Collect every line below that contains the word "palm", and copy each one. Case counts.

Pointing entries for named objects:
========

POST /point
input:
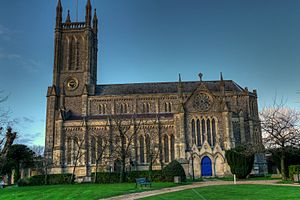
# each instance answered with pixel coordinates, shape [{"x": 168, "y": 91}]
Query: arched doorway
[{"x": 206, "y": 169}]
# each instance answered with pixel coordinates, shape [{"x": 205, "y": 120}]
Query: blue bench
[{"x": 142, "y": 182}]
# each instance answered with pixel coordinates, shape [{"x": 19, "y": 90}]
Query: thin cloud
[
  {"x": 28, "y": 120},
  {"x": 29, "y": 138},
  {"x": 4, "y": 33},
  {"x": 30, "y": 65}
]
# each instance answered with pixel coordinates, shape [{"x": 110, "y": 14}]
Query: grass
[
  {"x": 230, "y": 178},
  {"x": 234, "y": 192},
  {"x": 76, "y": 191}
]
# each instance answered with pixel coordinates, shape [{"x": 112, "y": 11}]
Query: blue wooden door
[{"x": 206, "y": 169}]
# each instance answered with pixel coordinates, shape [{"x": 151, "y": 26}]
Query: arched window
[
  {"x": 198, "y": 133},
  {"x": 209, "y": 139},
  {"x": 99, "y": 149},
  {"x": 125, "y": 108},
  {"x": 172, "y": 147},
  {"x": 166, "y": 148},
  {"x": 93, "y": 150},
  {"x": 75, "y": 150},
  {"x": 72, "y": 55},
  {"x": 69, "y": 151},
  {"x": 142, "y": 156},
  {"x": 104, "y": 109},
  {"x": 213, "y": 123},
  {"x": 193, "y": 132},
  {"x": 121, "y": 108},
  {"x": 100, "y": 109},
  {"x": 148, "y": 148},
  {"x": 203, "y": 130}
]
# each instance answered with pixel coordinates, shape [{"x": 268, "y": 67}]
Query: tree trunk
[
  {"x": 282, "y": 164},
  {"x": 123, "y": 171},
  {"x": 150, "y": 168}
]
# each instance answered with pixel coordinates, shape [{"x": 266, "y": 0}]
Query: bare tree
[
  {"x": 280, "y": 129},
  {"x": 102, "y": 142},
  {"x": 6, "y": 142},
  {"x": 38, "y": 150},
  {"x": 151, "y": 133},
  {"x": 124, "y": 133},
  {"x": 78, "y": 151}
]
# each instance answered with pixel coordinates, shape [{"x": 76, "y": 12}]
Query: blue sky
[{"x": 253, "y": 42}]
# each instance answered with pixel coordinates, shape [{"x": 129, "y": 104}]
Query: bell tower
[
  {"x": 75, "y": 56},
  {"x": 74, "y": 73}
]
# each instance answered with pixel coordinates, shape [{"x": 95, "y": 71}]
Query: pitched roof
[{"x": 163, "y": 87}]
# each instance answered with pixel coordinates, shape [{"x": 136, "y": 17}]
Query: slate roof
[{"x": 163, "y": 87}]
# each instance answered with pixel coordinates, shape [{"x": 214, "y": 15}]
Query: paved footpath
[{"x": 194, "y": 185}]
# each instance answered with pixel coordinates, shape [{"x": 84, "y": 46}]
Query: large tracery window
[
  {"x": 203, "y": 130},
  {"x": 69, "y": 151},
  {"x": 99, "y": 149},
  {"x": 214, "y": 134},
  {"x": 209, "y": 139},
  {"x": 75, "y": 150},
  {"x": 198, "y": 133},
  {"x": 148, "y": 149},
  {"x": 193, "y": 132},
  {"x": 166, "y": 148},
  {"x": 142, "y": 156},
  {"x": 93, "y": 150},
  {"x": 168, "y": 107},
  {"x": 172, "y": 147}
]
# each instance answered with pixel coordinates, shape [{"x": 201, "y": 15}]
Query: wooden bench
[{"x": 142, "y": 182}]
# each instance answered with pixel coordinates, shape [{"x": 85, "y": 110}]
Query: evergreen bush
[
  {"x": 114, "y": 177},
  {"x": 53, "y": 179},
  {"x": 173, "y": 169},
  {"x": 293, "y": 169},
  {"x": 240, "y": 161}
]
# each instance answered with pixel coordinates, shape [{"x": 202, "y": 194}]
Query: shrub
[
  {"x": 154, "y": 175},
  {"x": 294, "y": 169},
  {"x": 174, "y": 168},
  {"x": 292, "y": 157},
  {"x": 240, "y": 161},
  {"x": 52, "y": 179},
  {"x": 106, "y": 177},
  {"x": 114, "y": 177}
]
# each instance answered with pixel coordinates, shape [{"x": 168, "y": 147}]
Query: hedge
[
  {"x": 114, "y": 177},
  {"x": 52, "y": 179},
  {"x": 293, "y": 169},
  {"x": 173, "y": 169},
  {"x": 240, "y": 163}
]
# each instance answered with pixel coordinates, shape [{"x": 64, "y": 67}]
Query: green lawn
[
  {"x": 77, "y": 191},
  {"x": 232, "y": 192}
]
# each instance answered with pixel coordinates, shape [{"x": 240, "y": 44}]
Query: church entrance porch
[{"x": 206, "y": 166}]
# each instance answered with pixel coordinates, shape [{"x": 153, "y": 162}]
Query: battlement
[{"x": 73, "y": 25}]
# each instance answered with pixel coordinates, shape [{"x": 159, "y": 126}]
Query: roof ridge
[{"x": 161, "y": 82}]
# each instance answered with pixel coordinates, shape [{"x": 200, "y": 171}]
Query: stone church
[{"x": 195, "y": 121}]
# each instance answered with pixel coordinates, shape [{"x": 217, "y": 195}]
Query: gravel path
[{"x": 194, "y": 185}]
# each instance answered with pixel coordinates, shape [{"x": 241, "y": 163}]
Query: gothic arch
[
  {"x": 93, "y": 150},
  {"x": 166, "y": 148},
  {"x": 142, "y": 146},
  {"x": 172, "y": 147},
  {"x": 219, "y": 165}
]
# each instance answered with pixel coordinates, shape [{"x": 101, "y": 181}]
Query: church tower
[{"x": 74, "y": 74}]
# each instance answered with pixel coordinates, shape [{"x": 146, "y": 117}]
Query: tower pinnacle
[
  {"x": 58, "y": 14},
  {"x": 88, "y": 15}
]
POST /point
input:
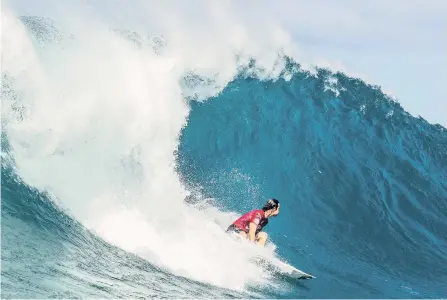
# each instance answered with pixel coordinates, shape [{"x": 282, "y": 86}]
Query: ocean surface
[{"x": 122, "y": 165}]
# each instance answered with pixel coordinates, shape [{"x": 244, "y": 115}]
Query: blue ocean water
[{"x": 362, "y": 185}]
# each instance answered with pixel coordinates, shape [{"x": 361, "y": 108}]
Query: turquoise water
[{"x": 362, "y": 185}]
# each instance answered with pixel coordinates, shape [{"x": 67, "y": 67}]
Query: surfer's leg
[{"x": 261, "y": 238}]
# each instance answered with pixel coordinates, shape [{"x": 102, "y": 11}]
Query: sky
[{"x": 400, "y": 45}]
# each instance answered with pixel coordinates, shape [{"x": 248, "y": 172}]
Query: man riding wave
[{"x": 250, "y": 225}]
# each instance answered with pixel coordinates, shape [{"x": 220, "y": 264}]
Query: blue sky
[{"x": 400, "y": 45}]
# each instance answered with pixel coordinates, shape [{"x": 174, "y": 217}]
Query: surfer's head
[{"x": 272, "y": 207}]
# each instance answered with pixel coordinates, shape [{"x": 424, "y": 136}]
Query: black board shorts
[{"x": 233, "y": 228}]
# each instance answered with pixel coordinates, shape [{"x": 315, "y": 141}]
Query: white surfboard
[{"x": 282, "y": 268}]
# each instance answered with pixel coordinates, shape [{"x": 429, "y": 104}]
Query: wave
[{"x": 105, "y": 132}]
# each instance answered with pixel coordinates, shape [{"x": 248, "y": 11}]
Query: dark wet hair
[{"x": 271, "y": 203}]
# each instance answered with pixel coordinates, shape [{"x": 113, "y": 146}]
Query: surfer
[{"x": 250, "y": 224}]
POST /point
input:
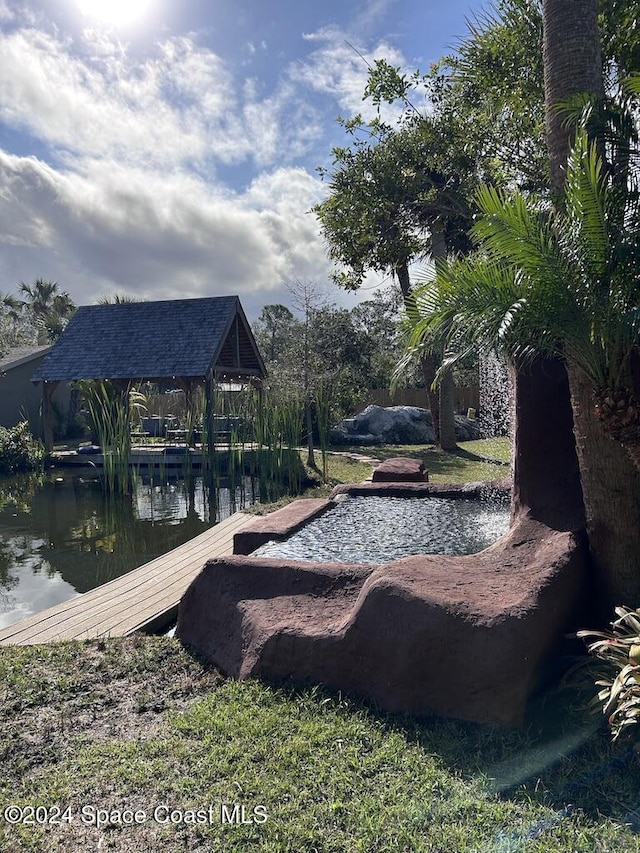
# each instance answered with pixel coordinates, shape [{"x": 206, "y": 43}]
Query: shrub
[
  {"x": 19, "y": 450},
  {"x": 619, "y": 650}
]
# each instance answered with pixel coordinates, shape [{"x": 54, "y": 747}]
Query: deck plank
[{"x": 143, "y": 598}]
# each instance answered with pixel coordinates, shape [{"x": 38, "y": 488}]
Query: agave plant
[{"x": 619, "y": 650}]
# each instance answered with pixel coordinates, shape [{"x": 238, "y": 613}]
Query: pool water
[{"x": 377, "y": 529}]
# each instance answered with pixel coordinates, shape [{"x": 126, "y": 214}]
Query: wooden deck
[{"x": 145, "y": 599}]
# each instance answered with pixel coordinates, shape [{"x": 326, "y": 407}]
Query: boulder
[
  {"x": 464, "y": 636},
  {"x": 397, "y": 425},
  {"x": 400, "y": 469}
]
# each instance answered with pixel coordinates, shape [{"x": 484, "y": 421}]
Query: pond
[{"x": 60, "y": 535}]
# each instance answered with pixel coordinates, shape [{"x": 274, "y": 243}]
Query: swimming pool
[{"x": 378, "y": 529}]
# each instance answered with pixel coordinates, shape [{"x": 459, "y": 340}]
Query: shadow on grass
[
  {"x": 561, "y": 758},
  {"x": 455, "y": 466}
]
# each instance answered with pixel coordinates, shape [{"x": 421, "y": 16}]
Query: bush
[
  {"x": 19, "y": 450},
  {"x": 619, "y": 650}
]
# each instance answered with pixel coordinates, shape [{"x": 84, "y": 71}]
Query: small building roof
[
  {"x": 178, "y": 338},
  {"x": 21, "y": 355}
]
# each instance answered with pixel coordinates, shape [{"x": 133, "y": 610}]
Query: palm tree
[
  {"x": 50, "y": 308},
  {"x": 563, "y": 284}
]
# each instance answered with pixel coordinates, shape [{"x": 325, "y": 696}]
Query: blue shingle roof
[{"x": 149, "y": 340}]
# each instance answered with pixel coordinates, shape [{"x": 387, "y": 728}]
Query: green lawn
[
  {"x": 139, "y": 724},
  {"x": 486, "y": 459},
  {"x": 139, "y": 730}
]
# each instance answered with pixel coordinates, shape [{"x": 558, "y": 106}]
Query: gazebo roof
[{"x": 172, "y": 339}]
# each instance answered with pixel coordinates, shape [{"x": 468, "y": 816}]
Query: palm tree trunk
[
  {"x": 546, "y": 476},
  {"x": 572, "y": 65},
  {"x": 446, "y": 436},
  {"x": 428, "y": 362},
  {"x": 610, "y": 482},
  {"x": 447, "y": 413},
  {"x": 611, "y": 488}
]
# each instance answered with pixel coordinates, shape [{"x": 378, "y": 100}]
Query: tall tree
[
  {"x": 49, "y": 307},
  {"x": 610, "y": 484},
  {"x": 559, "y": 286},
  {"x": 394, "y": 198}
]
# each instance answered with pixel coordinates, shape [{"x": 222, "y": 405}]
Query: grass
[
  {"x": 473, "y": 461},
  {"x": 138, "y": 723},
  {"x": 130, "y": 725},
  {"x": 485, "y": 459}
]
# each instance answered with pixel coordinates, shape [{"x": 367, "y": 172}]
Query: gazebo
[{"x": 187, "y": 341}]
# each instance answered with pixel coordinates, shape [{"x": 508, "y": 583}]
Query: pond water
[
  {"x": 377, "y": 529},
  {"x": 60, "y": 535}
]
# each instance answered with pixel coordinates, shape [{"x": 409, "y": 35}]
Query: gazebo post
[
  {"x": 47, "y": 411},
  {"x": 123, "y": 386},
  {"x": 189, "y": 404}
]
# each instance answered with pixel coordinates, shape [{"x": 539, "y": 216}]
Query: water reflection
[{"x": 61, "y": 535}]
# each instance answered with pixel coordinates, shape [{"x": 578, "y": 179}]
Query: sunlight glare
[{"x": 114, "y": 13}]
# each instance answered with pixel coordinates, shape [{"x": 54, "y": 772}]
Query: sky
[{"x": 168, "y": 148}]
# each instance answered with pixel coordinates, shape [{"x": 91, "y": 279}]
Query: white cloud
[
  {"x": 129, "y": 200},
  {"x": 159, "y": 235}
]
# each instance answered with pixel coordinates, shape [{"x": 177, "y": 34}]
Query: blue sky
[{"x": 167, "y": 148}]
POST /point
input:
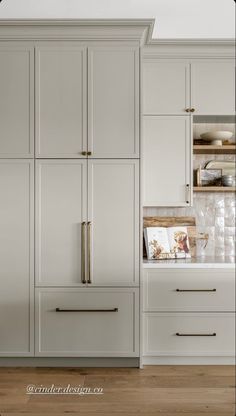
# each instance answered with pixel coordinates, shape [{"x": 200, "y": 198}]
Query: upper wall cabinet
[
  {"x": 165, "y": 87},
  {"x": 61, "y": 113},
  {"x": 16, "y": 102},
  {"x": 113, "y": 101},
  {"x": 213, "y": 86}
]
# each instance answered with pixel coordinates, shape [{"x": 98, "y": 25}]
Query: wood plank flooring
[{"x": 155, "y": 390}]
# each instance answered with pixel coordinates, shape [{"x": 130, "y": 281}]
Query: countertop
[{"x": 193, "y": 263}]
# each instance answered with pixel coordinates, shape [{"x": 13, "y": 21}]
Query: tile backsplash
[{"x": 214, "y": 211}]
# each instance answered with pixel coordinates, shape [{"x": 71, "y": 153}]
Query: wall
[{"x": 174, "y": 18}]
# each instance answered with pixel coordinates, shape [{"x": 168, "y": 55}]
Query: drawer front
[
  {"x": 189, "y": 290},
  {"x": 198, "y": 334},
  {"x": 89, "y": 322}
]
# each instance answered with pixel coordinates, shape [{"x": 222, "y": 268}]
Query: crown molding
[{"x": 139, "y": 30}]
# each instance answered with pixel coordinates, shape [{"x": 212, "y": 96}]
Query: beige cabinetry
[
  {"x": 16, "y": 257},
  {"x": 16, "y": 101},
  {"x": 188, "y": 313}
]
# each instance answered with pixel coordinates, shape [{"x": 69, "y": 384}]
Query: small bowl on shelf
[{"x": 216, "y": 137}]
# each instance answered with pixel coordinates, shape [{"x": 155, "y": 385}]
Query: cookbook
[{"x": 167, "y": 242}]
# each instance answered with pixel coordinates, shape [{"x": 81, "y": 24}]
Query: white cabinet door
[
  {"x": 16, "y": 101},
  {"x": 61, "y": 101},
  {"x": 213, "y": 87},
  {"x": 60, "y": 211},
  {"x": 166, "y": 161},
  {"x": 113, "y": 101},
  {"x": 113, "y": 209},
  {"x": 165, "y": 87},
  {"x": 87, "y": 322},
  {"x": 16, "y": 257}
]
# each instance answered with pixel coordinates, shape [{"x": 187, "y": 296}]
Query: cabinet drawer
[
  {"x": 89, "y": 322},
  {"x": 189, "y": 290},
  {"x": 201, "y": 334}
]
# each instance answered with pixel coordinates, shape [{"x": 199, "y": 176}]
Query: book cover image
[{"x": 164, "y": 243}]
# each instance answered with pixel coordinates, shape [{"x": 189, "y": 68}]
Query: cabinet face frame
[
  {"x": 82, "y": 142},
  {"x": 194, "y": 87},
  {"x": 30, "y": 180},
  {"x": 17, "y": 48},
  {"x": 38, "y": 200},
  {"x": 113, "y": 48},
  {"x": 159, "y": 111},
  {"x": 187, "y": 161},
  {"x": 134, "y": 281}
]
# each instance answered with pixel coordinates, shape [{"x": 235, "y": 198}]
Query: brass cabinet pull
[
  {"x": 178, "y": 334},
  {"x": 89, "y": 251},
  {"x": 86, "y": 310},
  {"x": 187, "y": 193},
  {"x": 195, "y": 290},
  {"x": 83, "y": 278}
]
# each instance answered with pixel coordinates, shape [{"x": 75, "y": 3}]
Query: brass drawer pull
[
  {"x": 195, "y": 290},
  {"x": 195, "y": 335},
  {"x": 86, "y": 310}
]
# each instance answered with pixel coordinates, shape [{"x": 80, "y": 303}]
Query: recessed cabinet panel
[
  {"x": 60, "y": 211},
  {"x": 113, "y": 209},
  {"x": 16, "y": 257},
  {"x": 113, "y": 102},
  {"x": 89, "y": 322},
  {"x": 16, "y": 102},
  {"x": 60, "y": 101},
  {"x": 165, "y": 87},
  {"x": 213, "y": 87},
  {"x": 166, "y": 161}
]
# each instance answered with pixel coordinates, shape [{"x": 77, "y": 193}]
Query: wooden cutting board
[{"x": 189, "y": 222}]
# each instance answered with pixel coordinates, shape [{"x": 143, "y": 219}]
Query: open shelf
[
  {"x": 207, "y": 148},
  {"x": 214, "y": 188}
]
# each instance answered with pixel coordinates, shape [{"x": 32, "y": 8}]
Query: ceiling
[{"x": 174, "y": 18}]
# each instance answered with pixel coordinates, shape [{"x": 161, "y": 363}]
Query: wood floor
[{"x": 155, "y": 390}]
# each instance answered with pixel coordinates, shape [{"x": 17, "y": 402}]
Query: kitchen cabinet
[
  {"x": 166, "y": 161},
  {"x": 16, "y": 257},
  {"x": 61, "y": 100},
  {"x": 16, "y": 101},
  {"x": 188, "y": 313},
  {"x": 87, "y": 108},
  {"x": 213, "y": 86},
  {"x": 87, "y": 322},
  {"x": 113, "y": 101},
  {"x": 166, "y": 86},
  {"x": 78, "y": 244}
]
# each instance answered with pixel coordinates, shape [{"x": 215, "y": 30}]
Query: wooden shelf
[
  {"x": 207, "y": 148},
  {"x": 214, "y": 188}
]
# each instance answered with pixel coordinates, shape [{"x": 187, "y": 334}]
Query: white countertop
[{"x": 193, "y": 263}]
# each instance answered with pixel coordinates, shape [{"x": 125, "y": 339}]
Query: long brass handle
[
  {"x": 89, "y": 251},
  {"x": 86, "y": 310},
  {"x": 195, "y": 335},
  {"x": 187, "y": 193},
  {"x": 83, "y": 228},
  {"x": 195, "y": 290}
]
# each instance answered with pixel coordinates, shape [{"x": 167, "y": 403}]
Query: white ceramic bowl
[{"x": 216, "y": 135}]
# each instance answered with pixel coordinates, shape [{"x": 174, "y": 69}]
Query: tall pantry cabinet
[{"x": 71, "y": 108}]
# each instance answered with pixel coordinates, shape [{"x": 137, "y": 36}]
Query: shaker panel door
[
  {"x": 16, "y": 102},
  {"x": 60, "y": 101},
  {"x": 113, "y": 102},
  {"x": 113, "y": 209},
  {"x": 213, "y": 87},
  {"x": 60, "y": 211},
  {"x": 166, "y": 161},
  {"x": 16, "y": 257}
]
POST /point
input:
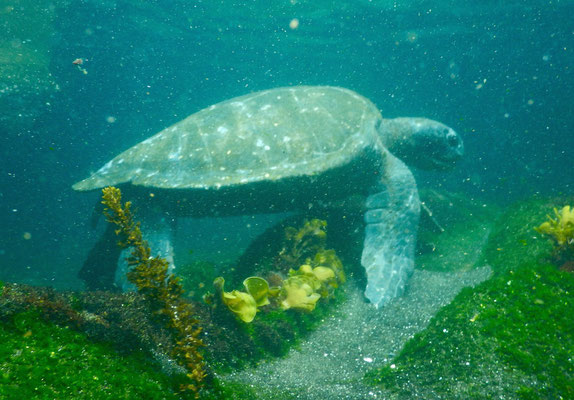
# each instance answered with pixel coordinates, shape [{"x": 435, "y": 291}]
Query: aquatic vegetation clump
[
  {"x": 163, "y": 290},
  {"x": 304, "y": 242},
  {"x": 561, "y": 230},
  {"x": 319, "y": 272},
  {"x": 40, "y": 359},
  {"x": 515, "y": 328}
]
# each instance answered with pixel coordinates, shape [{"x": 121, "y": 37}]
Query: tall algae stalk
[{"x": 162, "y": 290}]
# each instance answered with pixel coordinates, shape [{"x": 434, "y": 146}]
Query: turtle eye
[{"x": 452, "y": 139}]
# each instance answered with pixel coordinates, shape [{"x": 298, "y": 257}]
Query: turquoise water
[{"x": 498, "y": 72}]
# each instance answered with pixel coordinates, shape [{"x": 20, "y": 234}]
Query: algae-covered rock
[
  {"x": 514, "y": 241},
  {"x": 510, "y": 337},
  {"x": 25, "y": 44},
  {"x": 40, "y": 360}
]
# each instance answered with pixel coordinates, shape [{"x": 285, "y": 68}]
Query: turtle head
[{"x": 422, "y": 143}]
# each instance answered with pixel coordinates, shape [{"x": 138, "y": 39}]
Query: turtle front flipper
[{"x": 392, "y": 218}]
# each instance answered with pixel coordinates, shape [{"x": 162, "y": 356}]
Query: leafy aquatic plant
[
  {"x": 561, "y": 230},
  {"x": 163, "y": 290},
  {"x": 319, "y": 272}
]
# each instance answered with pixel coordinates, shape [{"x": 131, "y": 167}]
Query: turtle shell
[{"x": 263, "y": 136}]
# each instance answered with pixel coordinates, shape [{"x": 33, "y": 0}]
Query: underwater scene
[{"x": 288, "y": 199}]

========

EXERCISE OUTPUT –
Query: palm tree
Query: palm tree trunk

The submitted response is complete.